— EXERCISE OBJECTIVE —
Copy the lines below word for word, leaving out the pictures.

— TASK MATERIAL —
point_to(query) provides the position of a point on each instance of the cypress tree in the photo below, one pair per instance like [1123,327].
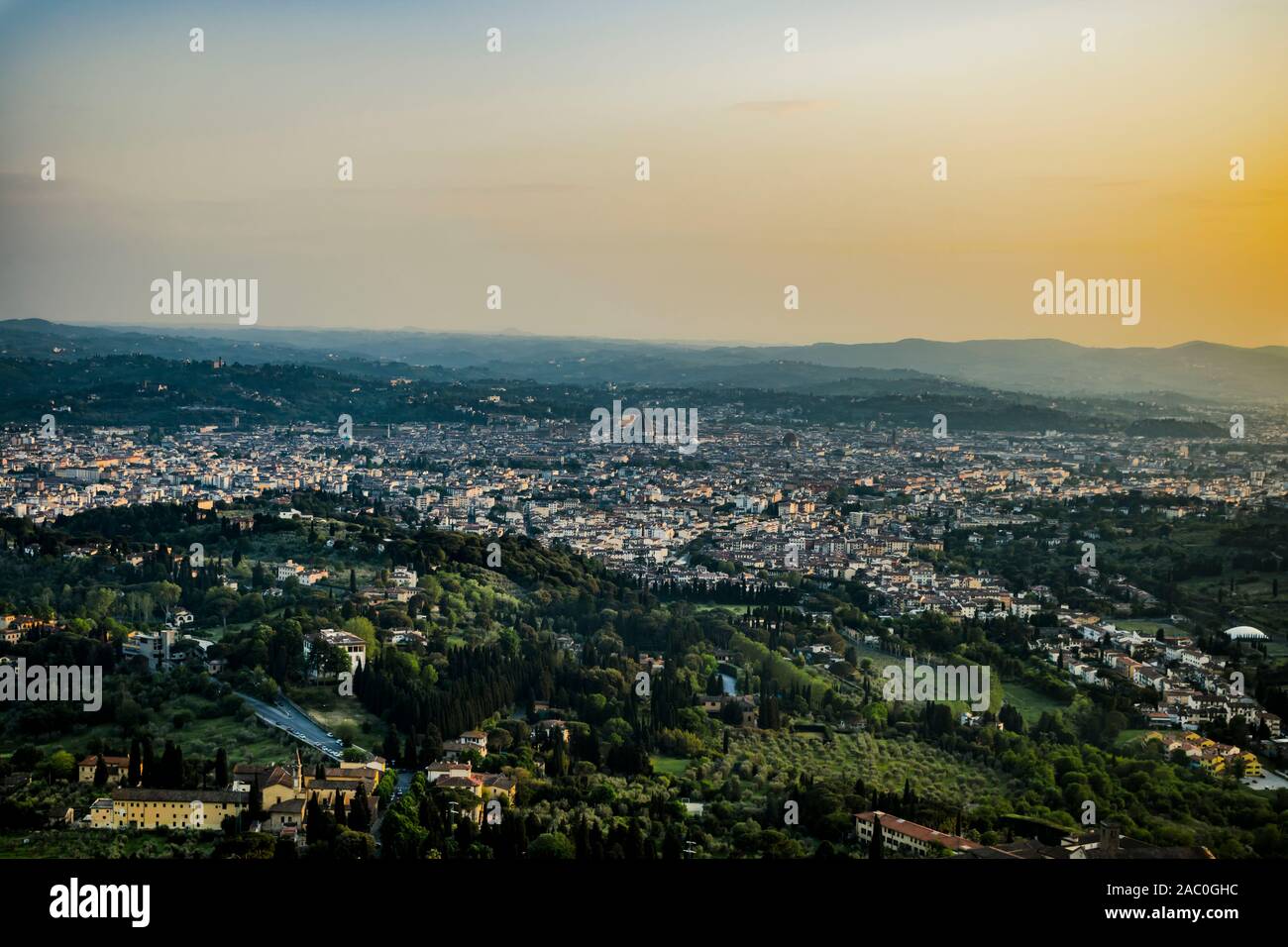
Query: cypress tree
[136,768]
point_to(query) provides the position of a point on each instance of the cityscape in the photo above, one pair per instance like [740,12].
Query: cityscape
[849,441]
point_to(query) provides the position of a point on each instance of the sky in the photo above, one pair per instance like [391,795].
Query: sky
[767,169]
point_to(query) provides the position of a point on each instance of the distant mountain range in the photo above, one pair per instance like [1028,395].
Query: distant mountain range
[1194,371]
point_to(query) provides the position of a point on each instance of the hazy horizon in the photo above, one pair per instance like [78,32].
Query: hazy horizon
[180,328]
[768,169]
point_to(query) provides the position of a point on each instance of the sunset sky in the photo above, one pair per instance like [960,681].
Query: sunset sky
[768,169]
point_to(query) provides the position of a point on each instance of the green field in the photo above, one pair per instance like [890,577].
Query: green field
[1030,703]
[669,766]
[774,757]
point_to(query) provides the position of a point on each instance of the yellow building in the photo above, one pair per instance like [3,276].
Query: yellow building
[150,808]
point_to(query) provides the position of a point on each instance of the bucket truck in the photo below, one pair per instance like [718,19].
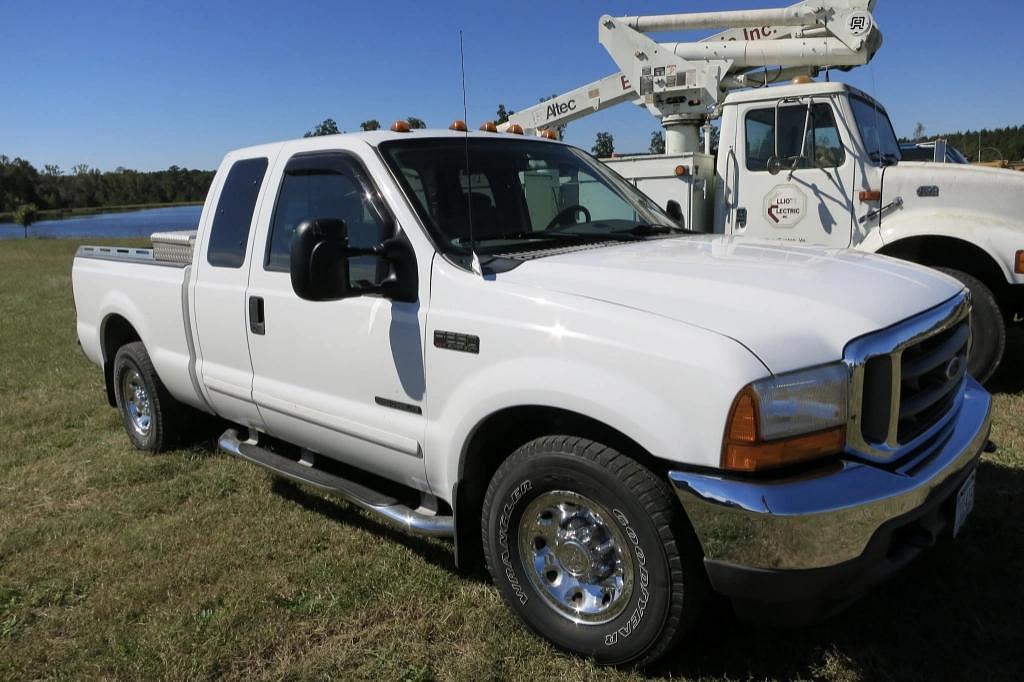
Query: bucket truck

— WRITTEN RESPONSE —
point_to(query) provides the position of a point on each instance of the cypress tree in the photo below, one pair per instance like [1123,327].
Query: cypress tree
[136,768]
point_to(query) provides the position of a point on each instance of the cityscape in the photo above, one pair per instance like [740,12].
Query: cityscape
[849,441]
point_to(query) provides the position of a point on each instance of the sky in the photo above, one pair per instance like [391,795].
Query: sky
[767,169]
point_to(query) provides the position of a point on each instance of the distant mountain range in the photo above, one pair per instance like [1028,395].
Query: distant mountain range
[1194,371]
point_to(query) provides the position of a point on each instance of the hazy horizon in the photo above, one pair per instance like [78,32].
Query: hazy horizon
[180,328]
[768,169]
point_to(query) provides the position of a point on each instance of the sunset sky in the photo above, one pair per instance like [960,681].
Query: sunset sky
[768,169]
point_to(query) provides the position of a point on each instance of the green field in the photo above, one pair per instance like [890,577].
Query: green field
[1030,703]
[669,766]
[774,757]
point_to(query) provides the position of a point on each instance of the yellow building in the photo above, one pair per instance like [3,276].
Query: yellow building
[150,808]
point_to(query) provides the position of a point on each instance of the bucket truck in the photo below, one pair per instance like [718,19].
Query: bucket truck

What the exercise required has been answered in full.